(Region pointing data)

━━━━━━

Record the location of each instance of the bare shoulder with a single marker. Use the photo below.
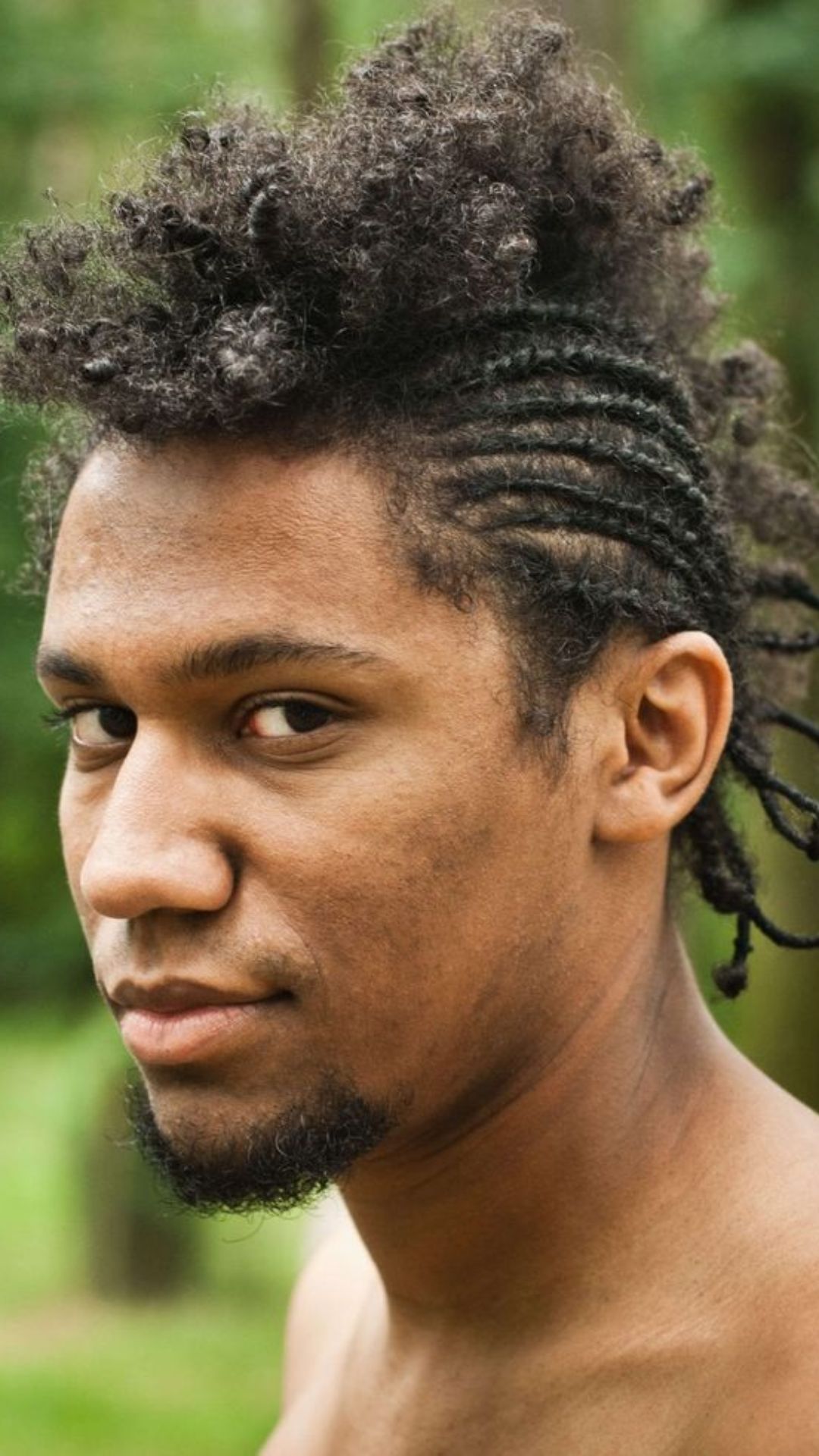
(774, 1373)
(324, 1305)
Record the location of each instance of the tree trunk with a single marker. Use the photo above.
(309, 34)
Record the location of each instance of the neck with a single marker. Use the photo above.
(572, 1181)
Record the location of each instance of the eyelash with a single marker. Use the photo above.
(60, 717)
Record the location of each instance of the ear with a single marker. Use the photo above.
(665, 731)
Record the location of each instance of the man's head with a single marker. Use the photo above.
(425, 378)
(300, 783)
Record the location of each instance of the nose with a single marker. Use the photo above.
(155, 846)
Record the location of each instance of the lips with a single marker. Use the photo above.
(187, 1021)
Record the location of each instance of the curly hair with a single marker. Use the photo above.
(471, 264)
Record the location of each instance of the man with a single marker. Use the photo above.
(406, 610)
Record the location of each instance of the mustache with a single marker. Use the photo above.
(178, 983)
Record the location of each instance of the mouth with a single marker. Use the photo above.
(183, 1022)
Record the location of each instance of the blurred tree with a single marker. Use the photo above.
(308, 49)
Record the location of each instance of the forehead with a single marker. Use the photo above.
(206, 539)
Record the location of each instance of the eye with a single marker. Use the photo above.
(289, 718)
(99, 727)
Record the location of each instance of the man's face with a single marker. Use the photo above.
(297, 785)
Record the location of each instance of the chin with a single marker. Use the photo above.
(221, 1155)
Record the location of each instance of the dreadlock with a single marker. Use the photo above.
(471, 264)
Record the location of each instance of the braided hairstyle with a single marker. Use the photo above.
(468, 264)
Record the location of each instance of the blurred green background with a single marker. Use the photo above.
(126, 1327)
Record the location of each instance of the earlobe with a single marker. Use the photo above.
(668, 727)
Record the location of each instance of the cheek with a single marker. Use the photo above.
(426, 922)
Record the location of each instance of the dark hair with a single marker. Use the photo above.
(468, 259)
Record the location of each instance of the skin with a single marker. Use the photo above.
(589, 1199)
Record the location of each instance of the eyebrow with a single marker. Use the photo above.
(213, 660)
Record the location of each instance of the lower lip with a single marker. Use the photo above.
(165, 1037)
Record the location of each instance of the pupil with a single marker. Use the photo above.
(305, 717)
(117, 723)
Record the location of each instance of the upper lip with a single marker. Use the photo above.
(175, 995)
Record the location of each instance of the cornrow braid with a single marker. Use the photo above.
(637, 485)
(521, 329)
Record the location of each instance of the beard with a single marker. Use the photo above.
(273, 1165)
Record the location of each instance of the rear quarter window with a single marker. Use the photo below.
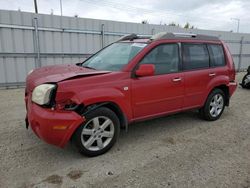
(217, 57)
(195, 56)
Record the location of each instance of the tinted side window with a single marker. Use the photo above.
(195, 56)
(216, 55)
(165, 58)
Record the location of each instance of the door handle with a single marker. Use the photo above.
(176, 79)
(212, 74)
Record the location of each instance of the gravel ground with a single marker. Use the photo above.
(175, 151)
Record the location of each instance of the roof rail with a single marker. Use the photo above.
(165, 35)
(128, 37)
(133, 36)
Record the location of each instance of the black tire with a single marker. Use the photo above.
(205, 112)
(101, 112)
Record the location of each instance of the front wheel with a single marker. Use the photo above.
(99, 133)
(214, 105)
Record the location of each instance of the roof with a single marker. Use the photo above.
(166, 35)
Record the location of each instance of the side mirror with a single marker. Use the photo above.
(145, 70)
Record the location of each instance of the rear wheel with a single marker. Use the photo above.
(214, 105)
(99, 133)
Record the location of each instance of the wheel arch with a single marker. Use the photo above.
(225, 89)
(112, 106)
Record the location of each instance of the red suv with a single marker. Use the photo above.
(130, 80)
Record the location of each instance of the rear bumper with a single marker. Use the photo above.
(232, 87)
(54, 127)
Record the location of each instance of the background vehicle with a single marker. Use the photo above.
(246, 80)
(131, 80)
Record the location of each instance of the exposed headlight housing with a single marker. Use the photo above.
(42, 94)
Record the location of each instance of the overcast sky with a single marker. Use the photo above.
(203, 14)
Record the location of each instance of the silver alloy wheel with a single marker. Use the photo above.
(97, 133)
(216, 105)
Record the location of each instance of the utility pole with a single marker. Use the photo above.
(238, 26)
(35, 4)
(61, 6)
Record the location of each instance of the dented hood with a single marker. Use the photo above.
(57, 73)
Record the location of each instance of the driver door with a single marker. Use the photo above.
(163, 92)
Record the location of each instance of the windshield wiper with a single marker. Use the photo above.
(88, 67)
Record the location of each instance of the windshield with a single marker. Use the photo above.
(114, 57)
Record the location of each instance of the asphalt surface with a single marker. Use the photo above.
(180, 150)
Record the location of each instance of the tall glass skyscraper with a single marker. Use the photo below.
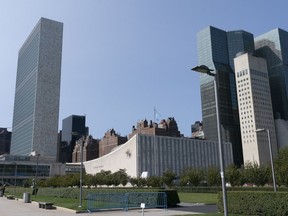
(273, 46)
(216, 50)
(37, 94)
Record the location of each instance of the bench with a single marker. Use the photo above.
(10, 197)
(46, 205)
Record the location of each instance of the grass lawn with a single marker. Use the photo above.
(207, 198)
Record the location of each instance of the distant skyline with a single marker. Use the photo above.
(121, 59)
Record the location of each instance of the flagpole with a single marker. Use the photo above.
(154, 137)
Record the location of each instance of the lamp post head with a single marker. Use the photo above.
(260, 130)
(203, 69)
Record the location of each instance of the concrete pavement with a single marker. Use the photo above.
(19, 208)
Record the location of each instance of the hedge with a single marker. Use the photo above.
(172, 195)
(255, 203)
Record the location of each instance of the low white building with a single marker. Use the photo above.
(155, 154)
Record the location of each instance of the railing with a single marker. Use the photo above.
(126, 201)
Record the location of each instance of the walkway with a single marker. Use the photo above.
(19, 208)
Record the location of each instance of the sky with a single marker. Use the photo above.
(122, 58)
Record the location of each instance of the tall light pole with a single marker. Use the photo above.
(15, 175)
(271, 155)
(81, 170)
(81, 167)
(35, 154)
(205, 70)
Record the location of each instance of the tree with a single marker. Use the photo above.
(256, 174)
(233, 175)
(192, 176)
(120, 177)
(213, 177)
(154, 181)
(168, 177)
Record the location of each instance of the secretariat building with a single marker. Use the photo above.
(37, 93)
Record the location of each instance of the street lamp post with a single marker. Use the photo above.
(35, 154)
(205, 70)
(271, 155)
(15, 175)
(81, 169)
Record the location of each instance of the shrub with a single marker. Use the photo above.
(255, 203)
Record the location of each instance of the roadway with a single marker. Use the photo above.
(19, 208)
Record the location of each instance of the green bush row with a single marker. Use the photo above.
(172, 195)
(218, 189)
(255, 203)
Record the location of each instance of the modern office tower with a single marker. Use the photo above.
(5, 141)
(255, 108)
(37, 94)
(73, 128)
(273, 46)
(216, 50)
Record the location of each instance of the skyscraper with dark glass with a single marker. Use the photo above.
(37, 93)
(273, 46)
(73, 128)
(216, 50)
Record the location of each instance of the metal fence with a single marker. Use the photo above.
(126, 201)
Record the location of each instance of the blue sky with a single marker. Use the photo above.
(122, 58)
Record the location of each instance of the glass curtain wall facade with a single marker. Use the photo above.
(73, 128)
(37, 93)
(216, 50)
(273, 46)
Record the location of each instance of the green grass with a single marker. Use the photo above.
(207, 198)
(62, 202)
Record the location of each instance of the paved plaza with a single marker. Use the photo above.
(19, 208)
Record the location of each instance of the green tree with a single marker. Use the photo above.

━━━━━━

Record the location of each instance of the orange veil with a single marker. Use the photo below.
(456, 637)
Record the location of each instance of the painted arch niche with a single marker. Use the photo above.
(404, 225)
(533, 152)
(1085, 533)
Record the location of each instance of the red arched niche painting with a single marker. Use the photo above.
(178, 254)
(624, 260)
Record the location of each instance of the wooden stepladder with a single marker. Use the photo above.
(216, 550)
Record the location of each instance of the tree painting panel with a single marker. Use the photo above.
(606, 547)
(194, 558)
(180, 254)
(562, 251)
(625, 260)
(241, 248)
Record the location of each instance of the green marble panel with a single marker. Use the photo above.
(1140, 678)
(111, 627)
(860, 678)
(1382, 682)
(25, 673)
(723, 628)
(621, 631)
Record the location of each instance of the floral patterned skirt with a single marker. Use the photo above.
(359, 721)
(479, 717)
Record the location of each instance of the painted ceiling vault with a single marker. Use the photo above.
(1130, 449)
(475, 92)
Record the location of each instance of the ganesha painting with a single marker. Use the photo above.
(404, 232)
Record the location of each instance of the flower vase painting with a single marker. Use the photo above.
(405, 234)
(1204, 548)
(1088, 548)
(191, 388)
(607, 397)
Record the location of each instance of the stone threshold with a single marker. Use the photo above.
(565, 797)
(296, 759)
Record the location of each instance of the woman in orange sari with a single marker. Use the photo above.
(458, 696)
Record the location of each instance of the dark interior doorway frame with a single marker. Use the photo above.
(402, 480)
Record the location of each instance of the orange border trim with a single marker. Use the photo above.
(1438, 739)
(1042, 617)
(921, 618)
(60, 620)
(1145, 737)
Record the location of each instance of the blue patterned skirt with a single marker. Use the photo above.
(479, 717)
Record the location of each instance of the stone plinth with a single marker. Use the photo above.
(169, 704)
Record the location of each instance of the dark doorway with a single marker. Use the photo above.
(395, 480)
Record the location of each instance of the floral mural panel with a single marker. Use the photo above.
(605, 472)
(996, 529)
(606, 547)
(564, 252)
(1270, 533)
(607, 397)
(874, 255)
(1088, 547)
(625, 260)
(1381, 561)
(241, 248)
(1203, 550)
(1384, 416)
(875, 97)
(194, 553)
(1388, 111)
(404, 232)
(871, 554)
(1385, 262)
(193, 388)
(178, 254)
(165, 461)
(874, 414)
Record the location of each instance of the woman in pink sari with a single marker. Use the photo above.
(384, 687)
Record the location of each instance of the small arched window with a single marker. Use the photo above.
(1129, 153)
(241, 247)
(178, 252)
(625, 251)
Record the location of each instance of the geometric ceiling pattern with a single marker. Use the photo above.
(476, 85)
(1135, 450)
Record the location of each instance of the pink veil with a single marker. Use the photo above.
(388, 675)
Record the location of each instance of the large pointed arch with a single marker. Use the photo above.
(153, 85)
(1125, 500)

━━━━━━

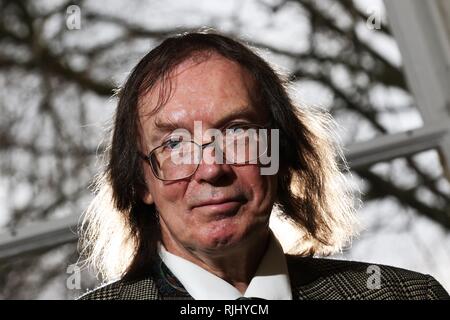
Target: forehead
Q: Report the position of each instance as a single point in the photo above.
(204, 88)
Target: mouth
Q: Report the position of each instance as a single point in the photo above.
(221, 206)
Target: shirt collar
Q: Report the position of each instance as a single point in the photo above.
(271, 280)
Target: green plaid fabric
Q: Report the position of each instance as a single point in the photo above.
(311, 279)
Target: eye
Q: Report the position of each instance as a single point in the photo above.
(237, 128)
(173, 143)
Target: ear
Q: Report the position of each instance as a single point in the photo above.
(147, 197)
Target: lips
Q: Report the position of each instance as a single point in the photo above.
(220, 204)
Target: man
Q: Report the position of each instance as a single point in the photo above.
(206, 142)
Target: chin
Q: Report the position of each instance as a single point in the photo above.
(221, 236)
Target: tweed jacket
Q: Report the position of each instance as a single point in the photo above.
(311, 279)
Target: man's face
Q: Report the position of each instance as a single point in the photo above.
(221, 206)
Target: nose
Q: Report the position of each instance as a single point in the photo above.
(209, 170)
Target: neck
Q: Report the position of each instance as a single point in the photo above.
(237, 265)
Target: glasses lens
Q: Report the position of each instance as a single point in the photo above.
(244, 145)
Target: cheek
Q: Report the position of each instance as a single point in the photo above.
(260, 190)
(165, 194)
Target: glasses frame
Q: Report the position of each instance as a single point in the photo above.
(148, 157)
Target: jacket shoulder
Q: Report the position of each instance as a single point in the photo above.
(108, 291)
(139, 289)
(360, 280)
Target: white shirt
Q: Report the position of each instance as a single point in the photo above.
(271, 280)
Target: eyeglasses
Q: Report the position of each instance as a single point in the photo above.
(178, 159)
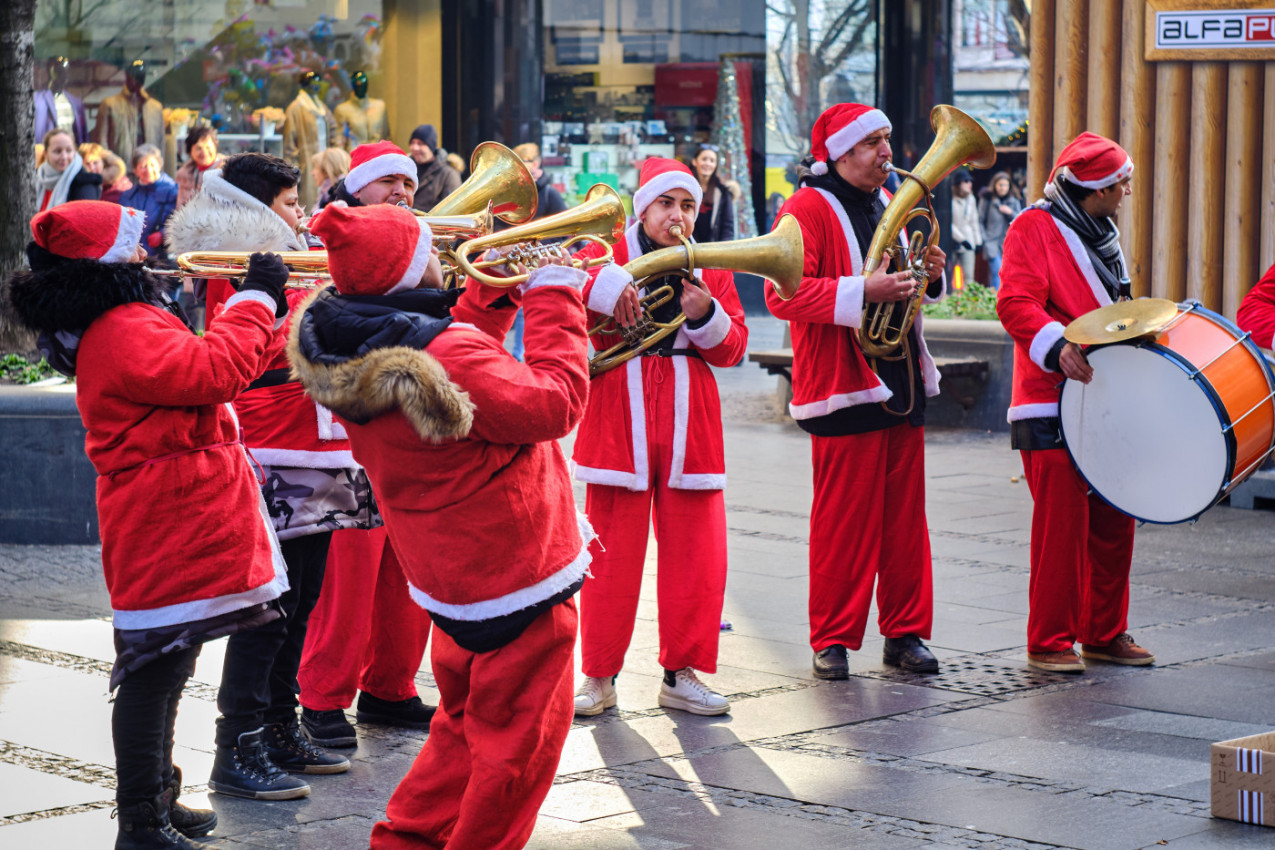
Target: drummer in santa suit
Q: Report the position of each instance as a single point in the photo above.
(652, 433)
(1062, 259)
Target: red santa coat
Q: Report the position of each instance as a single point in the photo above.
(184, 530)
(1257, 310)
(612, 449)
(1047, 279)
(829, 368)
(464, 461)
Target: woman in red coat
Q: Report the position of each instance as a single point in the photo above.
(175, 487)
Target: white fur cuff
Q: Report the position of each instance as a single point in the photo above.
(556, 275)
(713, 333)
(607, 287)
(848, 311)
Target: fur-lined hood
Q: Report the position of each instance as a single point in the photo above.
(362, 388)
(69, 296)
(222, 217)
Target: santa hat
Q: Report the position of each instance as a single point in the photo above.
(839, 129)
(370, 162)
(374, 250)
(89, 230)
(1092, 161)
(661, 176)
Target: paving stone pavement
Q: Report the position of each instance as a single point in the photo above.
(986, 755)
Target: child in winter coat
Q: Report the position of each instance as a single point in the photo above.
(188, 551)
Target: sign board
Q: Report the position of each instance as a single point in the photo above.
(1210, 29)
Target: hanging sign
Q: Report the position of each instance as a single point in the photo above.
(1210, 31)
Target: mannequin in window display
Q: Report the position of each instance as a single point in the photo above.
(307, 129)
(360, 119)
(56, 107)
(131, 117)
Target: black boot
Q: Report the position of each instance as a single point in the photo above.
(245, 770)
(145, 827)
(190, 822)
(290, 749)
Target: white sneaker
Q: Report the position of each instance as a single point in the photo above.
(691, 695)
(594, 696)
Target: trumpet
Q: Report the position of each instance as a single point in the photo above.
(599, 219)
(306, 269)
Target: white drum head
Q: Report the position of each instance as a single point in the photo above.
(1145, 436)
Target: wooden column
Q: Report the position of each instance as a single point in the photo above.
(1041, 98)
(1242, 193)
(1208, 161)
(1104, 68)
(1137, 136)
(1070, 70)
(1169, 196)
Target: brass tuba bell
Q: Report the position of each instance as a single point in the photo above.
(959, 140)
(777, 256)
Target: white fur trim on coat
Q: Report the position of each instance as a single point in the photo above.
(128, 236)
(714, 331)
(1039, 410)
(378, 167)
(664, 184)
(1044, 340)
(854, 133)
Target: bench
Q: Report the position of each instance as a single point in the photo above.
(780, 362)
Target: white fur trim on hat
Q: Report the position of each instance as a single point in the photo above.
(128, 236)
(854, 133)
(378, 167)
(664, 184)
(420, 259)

━━━━━━

> [Exercise description]: Return all lines above that mention the word "sign".

> [Answer section]:
Target: sign board
Target: hanging sign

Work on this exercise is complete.